What this task involves: Convert the items between the lines holding "boot --coords pixels" and "[[[104,119],[101,118],[101,119],[99,119],[98,121],[104,121]]]", inclusive, into a two-column CSV with the header row command,polygon. Give one row per item, with the item's text in the first column and its answer in the second, each in a single quoted field with line breaks replaced by spaces.

Stored rows:

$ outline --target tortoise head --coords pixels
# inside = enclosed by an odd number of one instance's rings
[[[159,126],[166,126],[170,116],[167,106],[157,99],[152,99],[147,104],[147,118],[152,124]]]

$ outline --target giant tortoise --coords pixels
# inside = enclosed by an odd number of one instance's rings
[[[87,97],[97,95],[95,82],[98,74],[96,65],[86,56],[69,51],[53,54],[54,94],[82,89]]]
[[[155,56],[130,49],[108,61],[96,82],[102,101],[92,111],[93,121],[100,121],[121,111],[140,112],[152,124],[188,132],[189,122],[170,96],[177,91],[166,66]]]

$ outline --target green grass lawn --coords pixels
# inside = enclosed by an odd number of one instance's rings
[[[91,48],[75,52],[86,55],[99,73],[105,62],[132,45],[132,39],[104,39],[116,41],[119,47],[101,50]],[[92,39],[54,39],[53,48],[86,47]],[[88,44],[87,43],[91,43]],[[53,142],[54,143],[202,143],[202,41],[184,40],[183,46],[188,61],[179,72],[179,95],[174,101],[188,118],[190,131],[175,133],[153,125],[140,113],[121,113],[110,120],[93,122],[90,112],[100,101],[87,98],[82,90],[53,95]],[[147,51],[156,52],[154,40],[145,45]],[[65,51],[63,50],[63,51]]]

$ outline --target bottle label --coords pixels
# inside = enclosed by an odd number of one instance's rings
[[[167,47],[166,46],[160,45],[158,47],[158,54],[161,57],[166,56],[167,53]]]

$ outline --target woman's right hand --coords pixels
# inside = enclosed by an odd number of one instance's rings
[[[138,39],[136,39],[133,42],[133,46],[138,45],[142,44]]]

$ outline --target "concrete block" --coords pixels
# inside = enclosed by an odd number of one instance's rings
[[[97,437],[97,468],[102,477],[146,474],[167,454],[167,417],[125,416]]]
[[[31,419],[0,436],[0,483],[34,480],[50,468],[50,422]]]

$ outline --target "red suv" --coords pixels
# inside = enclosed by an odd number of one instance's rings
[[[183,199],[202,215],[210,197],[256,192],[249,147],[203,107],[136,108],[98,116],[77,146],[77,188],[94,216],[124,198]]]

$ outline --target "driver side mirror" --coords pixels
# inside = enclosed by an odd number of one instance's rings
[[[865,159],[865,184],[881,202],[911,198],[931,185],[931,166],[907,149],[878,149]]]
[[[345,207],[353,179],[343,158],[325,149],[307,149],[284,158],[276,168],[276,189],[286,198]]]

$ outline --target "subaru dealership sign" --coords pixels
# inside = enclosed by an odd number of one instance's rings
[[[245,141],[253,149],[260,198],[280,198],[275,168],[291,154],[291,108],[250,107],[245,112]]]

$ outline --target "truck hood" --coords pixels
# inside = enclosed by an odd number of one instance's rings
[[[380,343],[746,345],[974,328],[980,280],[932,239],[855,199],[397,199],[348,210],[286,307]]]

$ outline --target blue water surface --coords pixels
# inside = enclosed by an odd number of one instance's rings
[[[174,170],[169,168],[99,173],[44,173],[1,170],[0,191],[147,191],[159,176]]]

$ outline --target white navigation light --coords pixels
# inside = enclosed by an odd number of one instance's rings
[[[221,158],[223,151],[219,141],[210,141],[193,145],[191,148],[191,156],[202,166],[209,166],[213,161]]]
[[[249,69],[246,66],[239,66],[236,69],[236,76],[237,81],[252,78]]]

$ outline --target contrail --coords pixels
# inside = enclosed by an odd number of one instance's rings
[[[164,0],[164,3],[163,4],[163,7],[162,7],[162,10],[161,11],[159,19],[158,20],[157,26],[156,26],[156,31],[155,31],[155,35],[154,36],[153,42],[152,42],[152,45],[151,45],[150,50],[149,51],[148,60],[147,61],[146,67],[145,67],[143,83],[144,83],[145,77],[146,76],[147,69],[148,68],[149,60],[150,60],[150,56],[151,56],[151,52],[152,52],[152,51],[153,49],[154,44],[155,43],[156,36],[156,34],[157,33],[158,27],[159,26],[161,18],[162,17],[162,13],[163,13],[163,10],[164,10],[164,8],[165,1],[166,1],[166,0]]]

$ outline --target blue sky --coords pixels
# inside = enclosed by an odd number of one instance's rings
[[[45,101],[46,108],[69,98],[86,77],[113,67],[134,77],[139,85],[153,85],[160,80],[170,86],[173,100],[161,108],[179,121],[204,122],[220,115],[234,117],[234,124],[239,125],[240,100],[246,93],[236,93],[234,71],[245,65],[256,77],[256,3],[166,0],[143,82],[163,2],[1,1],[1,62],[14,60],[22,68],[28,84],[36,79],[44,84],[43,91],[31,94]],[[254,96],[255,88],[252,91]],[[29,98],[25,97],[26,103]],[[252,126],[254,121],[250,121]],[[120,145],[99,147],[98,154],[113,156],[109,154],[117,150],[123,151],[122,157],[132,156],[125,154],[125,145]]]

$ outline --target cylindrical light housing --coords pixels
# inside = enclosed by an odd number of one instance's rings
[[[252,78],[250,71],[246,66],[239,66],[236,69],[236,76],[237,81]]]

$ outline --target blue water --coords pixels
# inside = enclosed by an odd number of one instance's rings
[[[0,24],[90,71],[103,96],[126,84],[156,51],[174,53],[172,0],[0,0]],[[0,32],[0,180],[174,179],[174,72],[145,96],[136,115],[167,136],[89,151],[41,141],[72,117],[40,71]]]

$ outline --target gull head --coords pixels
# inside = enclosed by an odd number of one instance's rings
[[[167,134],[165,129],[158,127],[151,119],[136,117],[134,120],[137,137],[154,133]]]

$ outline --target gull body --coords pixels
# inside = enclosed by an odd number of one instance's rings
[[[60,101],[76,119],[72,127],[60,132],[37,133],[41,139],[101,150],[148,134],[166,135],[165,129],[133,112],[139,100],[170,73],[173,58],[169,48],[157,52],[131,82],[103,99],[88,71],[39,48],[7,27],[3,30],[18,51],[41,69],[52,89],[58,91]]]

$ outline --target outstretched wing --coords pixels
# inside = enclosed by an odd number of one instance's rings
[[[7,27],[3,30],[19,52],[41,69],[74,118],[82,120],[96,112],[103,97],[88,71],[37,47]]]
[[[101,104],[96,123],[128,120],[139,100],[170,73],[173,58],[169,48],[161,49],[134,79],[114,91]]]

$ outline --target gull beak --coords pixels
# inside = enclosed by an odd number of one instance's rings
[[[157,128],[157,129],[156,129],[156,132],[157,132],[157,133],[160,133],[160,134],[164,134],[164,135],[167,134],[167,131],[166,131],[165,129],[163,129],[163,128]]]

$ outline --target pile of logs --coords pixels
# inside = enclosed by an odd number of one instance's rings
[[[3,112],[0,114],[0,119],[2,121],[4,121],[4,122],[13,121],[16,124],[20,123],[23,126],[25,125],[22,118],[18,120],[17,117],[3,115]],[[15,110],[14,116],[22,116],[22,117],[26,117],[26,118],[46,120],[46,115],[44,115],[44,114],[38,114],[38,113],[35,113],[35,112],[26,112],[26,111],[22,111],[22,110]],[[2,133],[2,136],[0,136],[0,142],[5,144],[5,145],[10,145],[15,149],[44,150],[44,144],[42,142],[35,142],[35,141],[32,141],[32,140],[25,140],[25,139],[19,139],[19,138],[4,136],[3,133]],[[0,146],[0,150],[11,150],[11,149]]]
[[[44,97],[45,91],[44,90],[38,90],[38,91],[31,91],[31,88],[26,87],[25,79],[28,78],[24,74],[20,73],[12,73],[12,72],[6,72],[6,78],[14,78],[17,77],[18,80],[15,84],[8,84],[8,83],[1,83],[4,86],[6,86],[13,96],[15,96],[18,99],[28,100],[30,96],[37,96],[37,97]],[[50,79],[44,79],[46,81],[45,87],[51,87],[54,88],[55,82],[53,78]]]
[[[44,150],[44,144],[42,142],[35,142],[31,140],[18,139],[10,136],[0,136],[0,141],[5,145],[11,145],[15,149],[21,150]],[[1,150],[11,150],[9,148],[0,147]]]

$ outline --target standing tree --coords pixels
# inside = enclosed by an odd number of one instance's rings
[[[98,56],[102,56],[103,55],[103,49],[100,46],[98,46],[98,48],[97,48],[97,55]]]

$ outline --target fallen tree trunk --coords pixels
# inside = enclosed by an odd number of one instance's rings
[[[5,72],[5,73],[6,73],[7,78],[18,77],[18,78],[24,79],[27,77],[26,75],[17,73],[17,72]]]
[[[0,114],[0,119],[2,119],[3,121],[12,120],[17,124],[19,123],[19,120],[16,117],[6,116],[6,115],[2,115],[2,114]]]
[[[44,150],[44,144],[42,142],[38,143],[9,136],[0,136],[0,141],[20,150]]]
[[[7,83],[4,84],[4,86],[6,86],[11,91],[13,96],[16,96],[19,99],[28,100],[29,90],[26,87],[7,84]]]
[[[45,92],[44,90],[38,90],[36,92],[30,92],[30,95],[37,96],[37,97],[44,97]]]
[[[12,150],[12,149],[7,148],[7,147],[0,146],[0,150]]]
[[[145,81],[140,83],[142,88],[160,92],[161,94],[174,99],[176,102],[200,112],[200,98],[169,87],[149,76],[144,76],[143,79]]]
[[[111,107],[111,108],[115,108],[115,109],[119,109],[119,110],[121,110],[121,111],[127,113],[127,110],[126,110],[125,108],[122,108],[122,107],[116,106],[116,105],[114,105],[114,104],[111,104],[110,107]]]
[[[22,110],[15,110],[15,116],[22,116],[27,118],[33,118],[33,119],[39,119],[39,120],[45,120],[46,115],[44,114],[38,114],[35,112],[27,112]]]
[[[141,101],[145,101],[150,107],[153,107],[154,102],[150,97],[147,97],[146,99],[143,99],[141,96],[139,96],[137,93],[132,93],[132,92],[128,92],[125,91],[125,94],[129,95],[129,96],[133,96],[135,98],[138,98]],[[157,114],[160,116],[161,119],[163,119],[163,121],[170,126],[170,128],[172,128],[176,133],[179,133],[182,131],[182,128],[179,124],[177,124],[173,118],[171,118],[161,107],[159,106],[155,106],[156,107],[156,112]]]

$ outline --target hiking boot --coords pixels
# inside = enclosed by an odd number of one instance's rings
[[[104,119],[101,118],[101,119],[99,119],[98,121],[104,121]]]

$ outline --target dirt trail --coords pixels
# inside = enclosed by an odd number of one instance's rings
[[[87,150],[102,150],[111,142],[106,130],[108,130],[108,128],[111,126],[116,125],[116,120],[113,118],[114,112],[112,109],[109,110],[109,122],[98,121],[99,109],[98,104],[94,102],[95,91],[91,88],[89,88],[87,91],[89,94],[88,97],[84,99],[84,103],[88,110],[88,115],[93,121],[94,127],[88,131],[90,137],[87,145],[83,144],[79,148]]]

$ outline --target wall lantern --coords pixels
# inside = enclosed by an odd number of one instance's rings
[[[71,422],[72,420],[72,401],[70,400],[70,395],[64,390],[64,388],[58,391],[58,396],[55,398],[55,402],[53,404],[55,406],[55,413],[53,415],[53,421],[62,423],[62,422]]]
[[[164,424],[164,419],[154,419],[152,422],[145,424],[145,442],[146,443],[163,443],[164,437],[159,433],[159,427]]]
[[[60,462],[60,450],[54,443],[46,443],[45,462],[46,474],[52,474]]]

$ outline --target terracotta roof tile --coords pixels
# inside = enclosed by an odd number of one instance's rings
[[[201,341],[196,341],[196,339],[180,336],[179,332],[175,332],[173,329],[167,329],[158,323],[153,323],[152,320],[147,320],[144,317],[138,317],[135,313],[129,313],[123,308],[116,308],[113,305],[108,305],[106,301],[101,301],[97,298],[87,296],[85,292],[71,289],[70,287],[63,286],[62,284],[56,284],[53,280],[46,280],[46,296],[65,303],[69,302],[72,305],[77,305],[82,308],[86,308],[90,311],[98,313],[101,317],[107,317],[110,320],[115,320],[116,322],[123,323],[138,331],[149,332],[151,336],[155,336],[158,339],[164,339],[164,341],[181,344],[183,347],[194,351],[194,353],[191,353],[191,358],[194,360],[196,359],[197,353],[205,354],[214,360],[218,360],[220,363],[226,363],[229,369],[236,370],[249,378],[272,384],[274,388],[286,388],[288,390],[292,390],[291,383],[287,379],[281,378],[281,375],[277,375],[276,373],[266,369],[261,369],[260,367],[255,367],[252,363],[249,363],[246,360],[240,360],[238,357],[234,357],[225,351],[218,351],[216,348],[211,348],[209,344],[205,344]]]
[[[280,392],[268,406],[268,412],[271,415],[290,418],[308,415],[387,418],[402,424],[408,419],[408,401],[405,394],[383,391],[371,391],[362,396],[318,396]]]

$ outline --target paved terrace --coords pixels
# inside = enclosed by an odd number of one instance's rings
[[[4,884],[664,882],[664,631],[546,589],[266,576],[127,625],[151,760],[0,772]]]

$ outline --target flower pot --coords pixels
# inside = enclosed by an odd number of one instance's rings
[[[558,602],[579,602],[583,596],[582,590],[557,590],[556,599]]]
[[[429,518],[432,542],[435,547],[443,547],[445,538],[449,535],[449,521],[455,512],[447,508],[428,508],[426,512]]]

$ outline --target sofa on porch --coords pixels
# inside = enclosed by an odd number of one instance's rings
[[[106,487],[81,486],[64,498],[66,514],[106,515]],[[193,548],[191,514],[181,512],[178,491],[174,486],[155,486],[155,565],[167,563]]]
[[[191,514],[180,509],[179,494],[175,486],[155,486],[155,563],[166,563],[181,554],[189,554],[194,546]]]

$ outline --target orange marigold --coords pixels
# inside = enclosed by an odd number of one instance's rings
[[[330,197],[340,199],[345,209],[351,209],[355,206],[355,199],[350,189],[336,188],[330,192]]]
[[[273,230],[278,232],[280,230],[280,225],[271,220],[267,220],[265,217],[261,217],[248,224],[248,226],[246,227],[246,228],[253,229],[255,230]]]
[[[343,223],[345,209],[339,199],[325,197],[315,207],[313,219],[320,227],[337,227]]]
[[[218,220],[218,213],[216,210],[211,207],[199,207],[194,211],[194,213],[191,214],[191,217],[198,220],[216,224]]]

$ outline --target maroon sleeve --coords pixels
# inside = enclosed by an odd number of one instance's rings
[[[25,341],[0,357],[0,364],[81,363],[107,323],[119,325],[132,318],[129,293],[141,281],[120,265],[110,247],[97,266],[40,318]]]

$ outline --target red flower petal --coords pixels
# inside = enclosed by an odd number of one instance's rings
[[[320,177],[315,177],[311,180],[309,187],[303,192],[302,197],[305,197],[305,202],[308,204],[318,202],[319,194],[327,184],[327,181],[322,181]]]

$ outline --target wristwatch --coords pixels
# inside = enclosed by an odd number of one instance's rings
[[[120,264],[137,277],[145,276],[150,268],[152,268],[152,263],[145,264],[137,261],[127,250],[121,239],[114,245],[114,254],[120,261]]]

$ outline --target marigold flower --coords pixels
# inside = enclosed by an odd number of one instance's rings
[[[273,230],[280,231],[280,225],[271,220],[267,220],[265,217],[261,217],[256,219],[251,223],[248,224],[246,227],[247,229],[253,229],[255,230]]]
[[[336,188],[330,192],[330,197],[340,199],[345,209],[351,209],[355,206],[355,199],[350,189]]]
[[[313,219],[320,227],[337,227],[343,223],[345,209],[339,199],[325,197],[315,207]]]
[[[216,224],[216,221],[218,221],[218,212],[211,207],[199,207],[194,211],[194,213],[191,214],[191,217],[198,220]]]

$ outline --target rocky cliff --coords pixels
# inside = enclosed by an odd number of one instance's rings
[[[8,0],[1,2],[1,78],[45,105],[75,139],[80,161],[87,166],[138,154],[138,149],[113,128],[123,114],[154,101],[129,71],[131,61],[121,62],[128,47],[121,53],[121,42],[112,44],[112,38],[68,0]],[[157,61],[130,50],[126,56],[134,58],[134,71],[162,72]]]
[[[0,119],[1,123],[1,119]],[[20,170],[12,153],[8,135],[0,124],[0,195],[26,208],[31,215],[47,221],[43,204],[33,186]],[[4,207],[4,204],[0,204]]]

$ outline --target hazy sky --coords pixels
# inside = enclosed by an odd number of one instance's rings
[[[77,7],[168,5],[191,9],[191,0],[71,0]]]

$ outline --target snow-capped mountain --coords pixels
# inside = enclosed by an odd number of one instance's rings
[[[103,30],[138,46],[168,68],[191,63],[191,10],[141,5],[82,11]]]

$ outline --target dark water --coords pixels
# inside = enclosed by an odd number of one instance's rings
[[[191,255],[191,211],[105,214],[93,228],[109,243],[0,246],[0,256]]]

Solution for this task:
command,polygon
"$ outline --target hiking boot --coords pixels # inside = enclosed by an odd number of one instance's rings","[[[104,119],[101,118],[101,119],[99,119],[98,121],[104,121]]]"